# The task
Starting at the line that contains "of the water.", quote every line through the end of the entries, word for word, skipping the pictures.

# Input records
-------
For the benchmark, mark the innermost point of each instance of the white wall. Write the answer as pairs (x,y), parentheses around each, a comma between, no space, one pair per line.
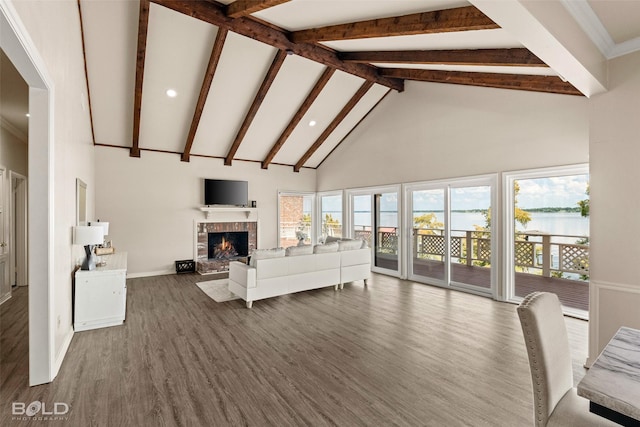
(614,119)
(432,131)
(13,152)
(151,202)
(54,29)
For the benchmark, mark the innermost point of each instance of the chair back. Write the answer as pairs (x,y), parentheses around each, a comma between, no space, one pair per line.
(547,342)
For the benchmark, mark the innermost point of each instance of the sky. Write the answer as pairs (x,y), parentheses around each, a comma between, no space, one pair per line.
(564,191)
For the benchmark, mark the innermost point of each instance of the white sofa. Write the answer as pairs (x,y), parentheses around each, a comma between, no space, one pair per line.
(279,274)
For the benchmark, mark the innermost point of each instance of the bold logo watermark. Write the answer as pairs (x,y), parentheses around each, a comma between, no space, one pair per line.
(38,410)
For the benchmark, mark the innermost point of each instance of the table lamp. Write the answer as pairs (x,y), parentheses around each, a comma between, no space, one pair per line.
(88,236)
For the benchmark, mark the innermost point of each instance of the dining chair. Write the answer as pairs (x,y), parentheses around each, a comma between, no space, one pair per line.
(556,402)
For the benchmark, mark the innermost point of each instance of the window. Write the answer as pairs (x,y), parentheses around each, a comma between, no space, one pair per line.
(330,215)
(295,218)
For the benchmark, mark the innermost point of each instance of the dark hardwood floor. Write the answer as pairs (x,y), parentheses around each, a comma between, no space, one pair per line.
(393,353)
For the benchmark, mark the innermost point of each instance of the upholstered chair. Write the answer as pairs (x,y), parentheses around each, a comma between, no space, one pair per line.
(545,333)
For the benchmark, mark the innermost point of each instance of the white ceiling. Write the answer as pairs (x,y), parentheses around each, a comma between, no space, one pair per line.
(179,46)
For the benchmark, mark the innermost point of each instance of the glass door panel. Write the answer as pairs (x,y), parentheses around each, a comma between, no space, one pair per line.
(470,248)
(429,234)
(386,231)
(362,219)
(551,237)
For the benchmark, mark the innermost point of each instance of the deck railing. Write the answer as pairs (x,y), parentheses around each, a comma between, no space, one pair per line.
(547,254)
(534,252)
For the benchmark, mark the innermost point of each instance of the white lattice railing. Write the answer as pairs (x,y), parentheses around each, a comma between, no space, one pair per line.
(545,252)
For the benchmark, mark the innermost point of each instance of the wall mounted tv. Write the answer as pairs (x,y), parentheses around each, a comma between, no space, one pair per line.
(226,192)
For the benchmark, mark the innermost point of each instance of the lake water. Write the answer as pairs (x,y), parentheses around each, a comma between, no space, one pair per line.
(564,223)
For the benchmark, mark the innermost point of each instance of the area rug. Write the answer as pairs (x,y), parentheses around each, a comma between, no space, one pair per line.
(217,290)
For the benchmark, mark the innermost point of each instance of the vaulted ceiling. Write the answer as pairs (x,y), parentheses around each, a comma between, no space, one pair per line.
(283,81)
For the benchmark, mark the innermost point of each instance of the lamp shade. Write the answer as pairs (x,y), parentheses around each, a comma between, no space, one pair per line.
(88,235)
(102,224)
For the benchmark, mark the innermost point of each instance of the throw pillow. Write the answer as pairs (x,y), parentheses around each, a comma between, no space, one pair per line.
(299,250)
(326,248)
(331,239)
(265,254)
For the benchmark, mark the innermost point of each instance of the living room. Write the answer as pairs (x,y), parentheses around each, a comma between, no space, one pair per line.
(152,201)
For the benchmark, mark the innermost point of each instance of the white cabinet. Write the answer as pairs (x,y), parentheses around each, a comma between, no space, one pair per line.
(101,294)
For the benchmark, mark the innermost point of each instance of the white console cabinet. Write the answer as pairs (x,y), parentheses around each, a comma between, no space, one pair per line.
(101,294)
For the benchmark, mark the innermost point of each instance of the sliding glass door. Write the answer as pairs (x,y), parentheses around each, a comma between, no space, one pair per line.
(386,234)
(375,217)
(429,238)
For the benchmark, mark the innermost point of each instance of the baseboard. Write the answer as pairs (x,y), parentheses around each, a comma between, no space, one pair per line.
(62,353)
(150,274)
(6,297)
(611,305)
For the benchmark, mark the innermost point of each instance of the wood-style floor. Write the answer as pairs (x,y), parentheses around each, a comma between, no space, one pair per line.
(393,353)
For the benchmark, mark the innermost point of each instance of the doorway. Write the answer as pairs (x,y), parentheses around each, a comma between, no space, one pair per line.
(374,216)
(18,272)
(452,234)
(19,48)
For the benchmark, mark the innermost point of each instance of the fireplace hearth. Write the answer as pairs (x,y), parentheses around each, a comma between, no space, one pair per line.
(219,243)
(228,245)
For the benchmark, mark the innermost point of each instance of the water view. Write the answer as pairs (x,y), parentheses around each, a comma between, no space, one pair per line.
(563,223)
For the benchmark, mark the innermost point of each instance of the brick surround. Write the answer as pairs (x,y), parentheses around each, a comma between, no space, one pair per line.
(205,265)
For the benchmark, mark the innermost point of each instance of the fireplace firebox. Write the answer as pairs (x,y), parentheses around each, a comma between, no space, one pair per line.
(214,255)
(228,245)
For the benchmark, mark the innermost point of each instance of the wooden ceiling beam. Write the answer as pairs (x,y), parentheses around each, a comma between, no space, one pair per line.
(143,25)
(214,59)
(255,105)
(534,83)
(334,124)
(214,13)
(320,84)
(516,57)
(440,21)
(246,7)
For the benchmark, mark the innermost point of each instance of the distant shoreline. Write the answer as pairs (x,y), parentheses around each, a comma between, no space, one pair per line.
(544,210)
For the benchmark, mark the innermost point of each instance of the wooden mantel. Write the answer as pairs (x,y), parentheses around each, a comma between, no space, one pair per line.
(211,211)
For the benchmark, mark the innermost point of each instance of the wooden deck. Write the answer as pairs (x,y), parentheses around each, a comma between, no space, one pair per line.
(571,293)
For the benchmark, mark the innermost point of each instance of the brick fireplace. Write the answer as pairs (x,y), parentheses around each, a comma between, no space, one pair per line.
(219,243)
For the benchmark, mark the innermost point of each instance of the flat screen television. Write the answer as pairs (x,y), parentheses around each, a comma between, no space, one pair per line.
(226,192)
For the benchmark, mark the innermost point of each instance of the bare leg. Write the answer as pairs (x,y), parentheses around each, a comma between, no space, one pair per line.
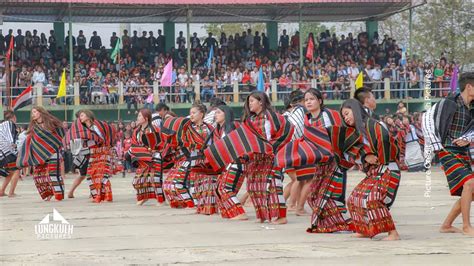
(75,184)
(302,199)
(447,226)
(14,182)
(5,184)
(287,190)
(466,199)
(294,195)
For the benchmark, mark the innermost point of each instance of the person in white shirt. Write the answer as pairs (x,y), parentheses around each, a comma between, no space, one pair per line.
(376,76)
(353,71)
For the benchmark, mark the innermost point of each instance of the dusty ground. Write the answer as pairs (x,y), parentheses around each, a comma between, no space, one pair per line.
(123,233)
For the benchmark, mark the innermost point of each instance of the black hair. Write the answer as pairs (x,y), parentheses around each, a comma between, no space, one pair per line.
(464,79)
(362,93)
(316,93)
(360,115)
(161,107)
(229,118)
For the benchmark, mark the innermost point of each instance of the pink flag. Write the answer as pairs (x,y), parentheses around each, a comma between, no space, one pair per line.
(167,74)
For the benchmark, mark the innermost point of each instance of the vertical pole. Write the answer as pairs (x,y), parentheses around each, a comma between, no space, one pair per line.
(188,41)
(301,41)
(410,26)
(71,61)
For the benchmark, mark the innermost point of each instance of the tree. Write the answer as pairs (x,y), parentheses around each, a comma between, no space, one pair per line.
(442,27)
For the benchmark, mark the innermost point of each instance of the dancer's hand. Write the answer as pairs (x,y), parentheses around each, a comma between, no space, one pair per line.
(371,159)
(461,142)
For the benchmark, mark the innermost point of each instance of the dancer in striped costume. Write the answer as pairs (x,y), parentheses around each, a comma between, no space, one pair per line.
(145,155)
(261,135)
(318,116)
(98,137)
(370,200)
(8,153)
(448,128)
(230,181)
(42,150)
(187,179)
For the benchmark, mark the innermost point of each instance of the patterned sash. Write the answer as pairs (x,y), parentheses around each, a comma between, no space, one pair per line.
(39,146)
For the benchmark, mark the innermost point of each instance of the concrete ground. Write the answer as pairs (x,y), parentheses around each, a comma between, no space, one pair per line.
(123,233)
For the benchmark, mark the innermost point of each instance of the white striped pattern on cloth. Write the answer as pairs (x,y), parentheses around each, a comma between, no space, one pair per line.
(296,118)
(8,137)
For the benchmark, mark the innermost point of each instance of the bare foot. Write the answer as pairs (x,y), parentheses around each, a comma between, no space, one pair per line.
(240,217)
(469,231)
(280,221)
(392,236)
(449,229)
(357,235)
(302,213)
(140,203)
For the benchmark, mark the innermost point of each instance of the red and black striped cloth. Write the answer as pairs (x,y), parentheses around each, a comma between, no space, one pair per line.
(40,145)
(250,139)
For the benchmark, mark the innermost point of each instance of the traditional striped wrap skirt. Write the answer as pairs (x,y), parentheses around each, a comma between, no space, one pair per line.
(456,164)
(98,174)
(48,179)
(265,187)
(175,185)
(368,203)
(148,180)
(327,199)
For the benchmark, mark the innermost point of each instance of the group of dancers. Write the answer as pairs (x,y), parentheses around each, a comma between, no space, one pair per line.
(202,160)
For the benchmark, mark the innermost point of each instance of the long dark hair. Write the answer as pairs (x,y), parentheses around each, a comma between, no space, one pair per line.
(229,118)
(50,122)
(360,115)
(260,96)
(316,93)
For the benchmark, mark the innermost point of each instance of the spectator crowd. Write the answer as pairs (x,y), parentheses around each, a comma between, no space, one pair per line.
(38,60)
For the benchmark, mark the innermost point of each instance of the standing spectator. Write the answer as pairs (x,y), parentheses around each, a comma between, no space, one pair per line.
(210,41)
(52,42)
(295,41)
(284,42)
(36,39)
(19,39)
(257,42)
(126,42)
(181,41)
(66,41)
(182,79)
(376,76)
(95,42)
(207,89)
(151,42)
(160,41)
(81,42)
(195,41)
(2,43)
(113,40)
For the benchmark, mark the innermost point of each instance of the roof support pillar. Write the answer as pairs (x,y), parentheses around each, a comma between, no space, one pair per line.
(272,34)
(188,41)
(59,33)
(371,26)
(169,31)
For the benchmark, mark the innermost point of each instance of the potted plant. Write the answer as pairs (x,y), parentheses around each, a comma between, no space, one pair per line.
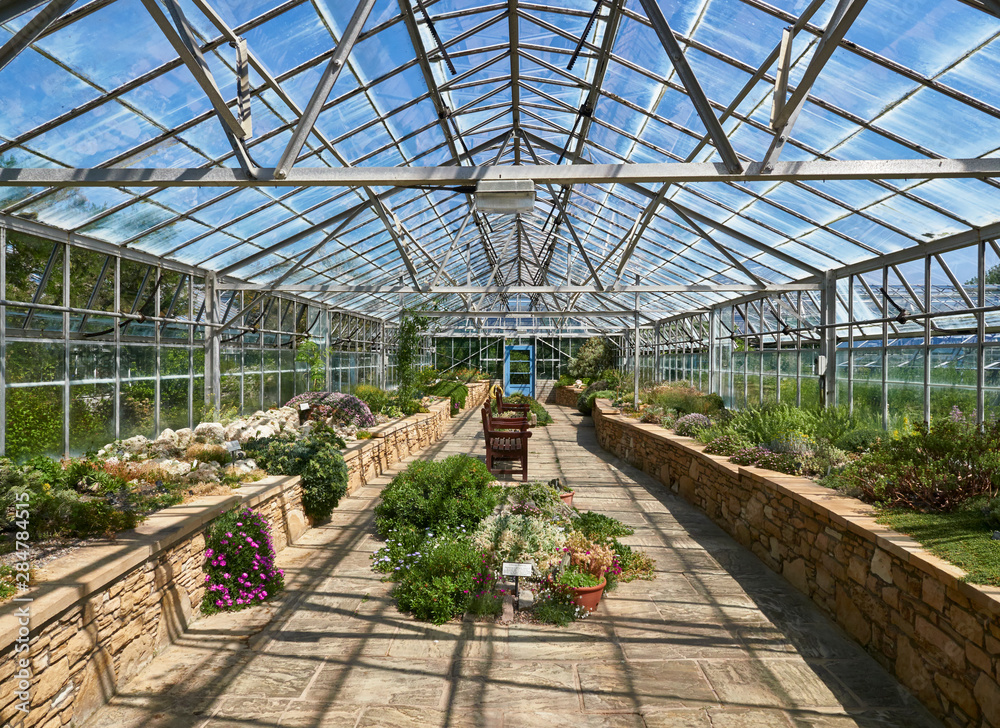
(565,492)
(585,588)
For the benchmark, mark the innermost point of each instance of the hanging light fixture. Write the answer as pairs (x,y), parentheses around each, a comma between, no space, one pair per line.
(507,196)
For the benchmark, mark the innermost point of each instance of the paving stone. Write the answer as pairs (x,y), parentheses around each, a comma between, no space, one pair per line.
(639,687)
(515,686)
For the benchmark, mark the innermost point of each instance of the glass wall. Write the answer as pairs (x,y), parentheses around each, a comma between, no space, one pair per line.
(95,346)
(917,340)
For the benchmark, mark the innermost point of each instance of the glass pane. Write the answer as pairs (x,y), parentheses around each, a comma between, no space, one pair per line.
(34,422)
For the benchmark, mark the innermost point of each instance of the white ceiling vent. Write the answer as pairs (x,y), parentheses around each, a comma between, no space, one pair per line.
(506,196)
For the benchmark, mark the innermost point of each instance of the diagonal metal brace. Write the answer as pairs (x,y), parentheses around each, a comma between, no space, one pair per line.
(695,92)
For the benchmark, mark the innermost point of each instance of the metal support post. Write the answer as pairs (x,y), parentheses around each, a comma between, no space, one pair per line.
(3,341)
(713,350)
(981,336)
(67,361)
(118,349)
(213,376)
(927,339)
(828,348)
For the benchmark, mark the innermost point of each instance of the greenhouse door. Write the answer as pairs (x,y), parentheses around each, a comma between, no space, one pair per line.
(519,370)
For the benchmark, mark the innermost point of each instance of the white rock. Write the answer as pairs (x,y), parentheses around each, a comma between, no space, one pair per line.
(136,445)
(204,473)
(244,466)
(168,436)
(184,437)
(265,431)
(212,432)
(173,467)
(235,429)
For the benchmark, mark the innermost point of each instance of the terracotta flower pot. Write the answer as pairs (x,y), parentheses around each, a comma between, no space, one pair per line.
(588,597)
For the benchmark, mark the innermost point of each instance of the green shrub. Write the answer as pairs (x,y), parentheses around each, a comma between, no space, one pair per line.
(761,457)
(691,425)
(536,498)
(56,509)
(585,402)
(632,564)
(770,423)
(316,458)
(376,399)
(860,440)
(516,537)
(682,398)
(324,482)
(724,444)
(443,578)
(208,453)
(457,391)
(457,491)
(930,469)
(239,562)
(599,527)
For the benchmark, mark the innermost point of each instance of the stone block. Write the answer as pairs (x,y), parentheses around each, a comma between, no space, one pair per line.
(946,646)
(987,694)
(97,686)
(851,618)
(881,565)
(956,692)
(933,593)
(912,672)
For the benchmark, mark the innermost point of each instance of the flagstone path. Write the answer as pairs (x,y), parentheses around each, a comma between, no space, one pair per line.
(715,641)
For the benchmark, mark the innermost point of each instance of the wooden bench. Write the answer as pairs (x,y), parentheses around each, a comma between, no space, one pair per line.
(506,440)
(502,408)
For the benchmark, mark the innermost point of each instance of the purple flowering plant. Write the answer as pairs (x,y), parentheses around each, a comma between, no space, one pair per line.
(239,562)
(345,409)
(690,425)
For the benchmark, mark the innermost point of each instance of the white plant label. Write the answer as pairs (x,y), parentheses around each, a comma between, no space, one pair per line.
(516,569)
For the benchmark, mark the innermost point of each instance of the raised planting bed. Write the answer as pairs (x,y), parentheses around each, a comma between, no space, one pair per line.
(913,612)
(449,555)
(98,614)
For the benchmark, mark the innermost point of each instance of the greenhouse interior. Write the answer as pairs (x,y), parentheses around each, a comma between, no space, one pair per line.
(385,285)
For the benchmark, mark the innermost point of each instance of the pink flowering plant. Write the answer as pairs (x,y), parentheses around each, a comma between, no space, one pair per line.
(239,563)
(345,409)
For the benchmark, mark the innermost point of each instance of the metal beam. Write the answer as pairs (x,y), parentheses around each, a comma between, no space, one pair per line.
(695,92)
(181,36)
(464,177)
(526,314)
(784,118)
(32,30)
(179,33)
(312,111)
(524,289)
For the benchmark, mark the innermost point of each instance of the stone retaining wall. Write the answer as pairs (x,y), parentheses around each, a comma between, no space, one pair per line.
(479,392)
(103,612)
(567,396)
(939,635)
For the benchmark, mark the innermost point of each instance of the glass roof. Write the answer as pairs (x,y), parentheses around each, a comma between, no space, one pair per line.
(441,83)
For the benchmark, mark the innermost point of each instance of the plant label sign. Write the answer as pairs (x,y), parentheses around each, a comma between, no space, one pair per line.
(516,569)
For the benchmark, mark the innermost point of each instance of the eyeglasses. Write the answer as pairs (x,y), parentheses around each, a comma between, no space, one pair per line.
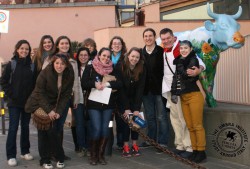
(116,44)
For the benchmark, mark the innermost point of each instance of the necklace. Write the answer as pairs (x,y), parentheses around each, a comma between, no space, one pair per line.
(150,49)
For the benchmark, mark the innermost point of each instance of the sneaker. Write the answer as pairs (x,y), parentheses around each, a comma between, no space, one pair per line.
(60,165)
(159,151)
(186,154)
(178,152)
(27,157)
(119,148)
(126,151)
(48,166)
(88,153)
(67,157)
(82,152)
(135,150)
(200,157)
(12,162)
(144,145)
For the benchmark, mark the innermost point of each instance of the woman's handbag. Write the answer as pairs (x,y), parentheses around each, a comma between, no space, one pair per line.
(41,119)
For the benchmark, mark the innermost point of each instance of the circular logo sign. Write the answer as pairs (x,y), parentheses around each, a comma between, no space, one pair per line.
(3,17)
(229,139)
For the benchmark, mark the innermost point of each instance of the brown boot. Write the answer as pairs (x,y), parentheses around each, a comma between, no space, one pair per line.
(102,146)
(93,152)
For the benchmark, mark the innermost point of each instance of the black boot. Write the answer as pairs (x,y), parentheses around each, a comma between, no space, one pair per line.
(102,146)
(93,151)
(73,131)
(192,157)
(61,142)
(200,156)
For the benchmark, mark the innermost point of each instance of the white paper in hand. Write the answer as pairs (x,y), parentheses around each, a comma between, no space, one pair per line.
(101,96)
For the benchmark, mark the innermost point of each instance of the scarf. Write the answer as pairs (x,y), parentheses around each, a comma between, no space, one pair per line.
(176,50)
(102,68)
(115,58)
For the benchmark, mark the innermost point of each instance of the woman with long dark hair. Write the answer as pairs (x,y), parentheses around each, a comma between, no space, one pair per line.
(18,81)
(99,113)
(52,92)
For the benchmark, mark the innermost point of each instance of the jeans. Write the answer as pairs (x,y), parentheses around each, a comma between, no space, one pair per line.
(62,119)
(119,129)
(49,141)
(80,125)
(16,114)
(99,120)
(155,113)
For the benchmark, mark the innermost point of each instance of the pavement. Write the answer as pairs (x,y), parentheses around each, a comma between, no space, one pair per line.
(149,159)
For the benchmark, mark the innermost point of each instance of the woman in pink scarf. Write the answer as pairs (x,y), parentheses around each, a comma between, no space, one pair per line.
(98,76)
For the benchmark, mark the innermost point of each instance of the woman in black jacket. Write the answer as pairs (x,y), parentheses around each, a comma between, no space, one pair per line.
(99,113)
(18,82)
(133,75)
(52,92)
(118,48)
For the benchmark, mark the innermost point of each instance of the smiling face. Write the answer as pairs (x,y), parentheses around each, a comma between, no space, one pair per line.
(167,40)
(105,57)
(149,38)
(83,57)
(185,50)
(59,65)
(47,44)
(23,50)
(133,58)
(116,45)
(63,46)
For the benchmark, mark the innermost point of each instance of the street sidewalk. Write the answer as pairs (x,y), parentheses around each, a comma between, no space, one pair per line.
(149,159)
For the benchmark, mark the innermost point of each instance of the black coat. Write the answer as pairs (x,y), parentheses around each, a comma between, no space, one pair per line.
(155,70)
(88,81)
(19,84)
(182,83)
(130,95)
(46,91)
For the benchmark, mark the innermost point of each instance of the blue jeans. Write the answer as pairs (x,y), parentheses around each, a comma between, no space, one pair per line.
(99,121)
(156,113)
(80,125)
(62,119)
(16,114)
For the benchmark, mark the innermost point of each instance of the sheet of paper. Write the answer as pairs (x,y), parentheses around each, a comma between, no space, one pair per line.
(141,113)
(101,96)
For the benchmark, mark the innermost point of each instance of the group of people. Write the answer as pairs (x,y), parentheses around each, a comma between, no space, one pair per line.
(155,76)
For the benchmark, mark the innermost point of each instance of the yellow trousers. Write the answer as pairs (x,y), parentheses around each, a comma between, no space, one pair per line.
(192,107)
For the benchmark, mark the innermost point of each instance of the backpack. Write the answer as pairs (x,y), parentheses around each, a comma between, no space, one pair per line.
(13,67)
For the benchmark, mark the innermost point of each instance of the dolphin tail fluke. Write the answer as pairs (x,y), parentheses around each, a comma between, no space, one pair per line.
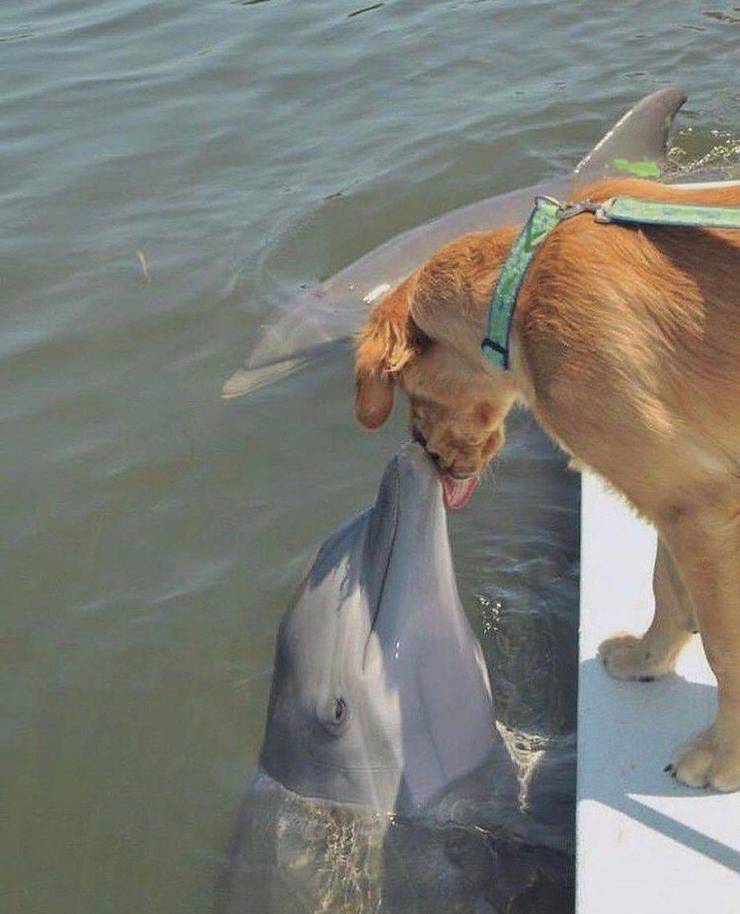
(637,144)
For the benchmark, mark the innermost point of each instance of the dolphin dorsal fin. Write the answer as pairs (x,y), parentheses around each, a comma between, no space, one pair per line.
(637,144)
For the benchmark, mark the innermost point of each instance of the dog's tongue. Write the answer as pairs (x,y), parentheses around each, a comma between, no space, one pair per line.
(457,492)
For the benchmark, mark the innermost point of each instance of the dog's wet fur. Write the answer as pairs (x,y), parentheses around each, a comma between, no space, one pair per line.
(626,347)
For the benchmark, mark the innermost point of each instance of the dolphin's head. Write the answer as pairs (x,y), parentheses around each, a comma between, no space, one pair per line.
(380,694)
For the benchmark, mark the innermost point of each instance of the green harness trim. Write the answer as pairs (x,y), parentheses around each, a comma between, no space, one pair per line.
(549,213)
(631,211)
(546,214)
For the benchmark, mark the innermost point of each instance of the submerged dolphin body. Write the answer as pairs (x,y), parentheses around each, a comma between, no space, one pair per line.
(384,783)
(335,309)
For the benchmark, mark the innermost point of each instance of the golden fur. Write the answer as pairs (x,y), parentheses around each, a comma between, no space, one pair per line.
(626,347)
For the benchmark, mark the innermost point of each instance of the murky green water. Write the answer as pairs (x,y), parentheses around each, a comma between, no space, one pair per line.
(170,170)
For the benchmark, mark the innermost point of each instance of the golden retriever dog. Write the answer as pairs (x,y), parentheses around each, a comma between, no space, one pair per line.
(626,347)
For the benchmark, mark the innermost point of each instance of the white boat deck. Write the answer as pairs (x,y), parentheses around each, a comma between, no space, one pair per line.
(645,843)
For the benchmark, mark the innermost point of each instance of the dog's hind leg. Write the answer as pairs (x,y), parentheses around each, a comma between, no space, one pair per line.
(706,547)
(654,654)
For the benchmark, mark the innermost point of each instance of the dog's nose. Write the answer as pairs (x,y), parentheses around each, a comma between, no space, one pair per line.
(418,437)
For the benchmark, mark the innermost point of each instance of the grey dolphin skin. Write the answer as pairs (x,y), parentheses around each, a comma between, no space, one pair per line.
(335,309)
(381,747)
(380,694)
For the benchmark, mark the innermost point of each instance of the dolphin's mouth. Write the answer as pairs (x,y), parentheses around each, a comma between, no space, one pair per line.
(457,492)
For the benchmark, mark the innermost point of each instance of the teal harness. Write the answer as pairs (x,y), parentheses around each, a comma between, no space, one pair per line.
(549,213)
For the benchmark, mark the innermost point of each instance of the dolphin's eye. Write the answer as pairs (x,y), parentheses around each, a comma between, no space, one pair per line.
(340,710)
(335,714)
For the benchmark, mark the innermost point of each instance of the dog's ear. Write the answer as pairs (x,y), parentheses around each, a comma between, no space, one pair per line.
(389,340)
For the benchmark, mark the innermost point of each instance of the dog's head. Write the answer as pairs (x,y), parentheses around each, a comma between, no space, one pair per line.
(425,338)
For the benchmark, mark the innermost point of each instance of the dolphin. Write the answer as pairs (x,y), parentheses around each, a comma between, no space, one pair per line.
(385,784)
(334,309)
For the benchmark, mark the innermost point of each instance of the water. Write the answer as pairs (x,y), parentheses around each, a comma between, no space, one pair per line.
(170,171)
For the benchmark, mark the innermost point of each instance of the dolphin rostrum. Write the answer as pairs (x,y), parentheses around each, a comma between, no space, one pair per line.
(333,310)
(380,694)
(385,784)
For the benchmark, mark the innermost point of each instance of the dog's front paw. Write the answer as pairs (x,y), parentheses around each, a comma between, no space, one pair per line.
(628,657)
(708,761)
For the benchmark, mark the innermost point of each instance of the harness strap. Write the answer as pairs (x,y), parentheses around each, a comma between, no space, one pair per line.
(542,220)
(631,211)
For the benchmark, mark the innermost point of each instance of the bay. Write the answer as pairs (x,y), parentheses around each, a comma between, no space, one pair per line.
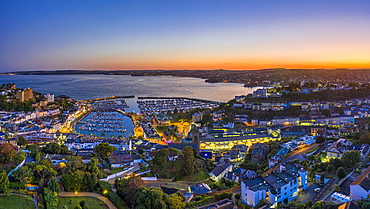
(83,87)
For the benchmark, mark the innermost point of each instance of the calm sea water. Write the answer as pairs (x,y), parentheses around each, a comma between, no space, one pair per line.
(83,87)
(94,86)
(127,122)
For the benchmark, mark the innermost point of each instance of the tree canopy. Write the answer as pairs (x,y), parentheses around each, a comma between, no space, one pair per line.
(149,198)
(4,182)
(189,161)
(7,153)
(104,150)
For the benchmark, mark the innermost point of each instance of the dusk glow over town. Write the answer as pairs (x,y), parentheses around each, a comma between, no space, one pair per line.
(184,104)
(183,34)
-------
# Written reply
For the benchmark, mark the innermost point of each instance of the water. Write the answer as pairs (x,y), parentheses around each, a comma between, no space, one pair per line.
(170,171)
For the benchmark, mark the innermost point of each instance of the dolphin rostrum. Write the answer as pairs (x,y), parentheses around each, a comma between, no space, one pair per line.
(333,310)
(380,694)
(385,784)
For the benchmark, mark the innermost point of each instance of the dog's front paw. Write the answer as pairs (x,y), parentheses around each, a comma between, no space, one pair per line.
(628,657)
(708,761)
For the benchmark, mark the innermost point of each instance of the harness strap. Write the answer as pairs (x,y), parentheses around each, a comma between, no space, one pair per line.
(542,220)
(631,211)
For the benchmark, mark the innermost point of each instance of the bay. Write the answer as pairs (x,y), parentheses around each, a comma between, no space, one pair per line.
(83,87)
For the benchmark, mark the innermost point of each instance of the calm sea water. Write the answer as pairs (x,y), parentheses around each, a comma between, no space, one pair per line.
(83,87)
(94,86)
(127,122)
For the benchmark, mark the innermost point of each instance of the tree canopy. Write the answer as pairs (x,y), parentheses around each, a comma between, no space, one pair per line.
(149,198)
(4,182)
(189,161)
(7,153)
(104,150)
For the benchmark, mark the innermost point of each instance of the dusk glow over town. Write the answer as pairs (x,y), parentheses around each, a comma between, no space, one pair per line.
(184,104)
(183,34)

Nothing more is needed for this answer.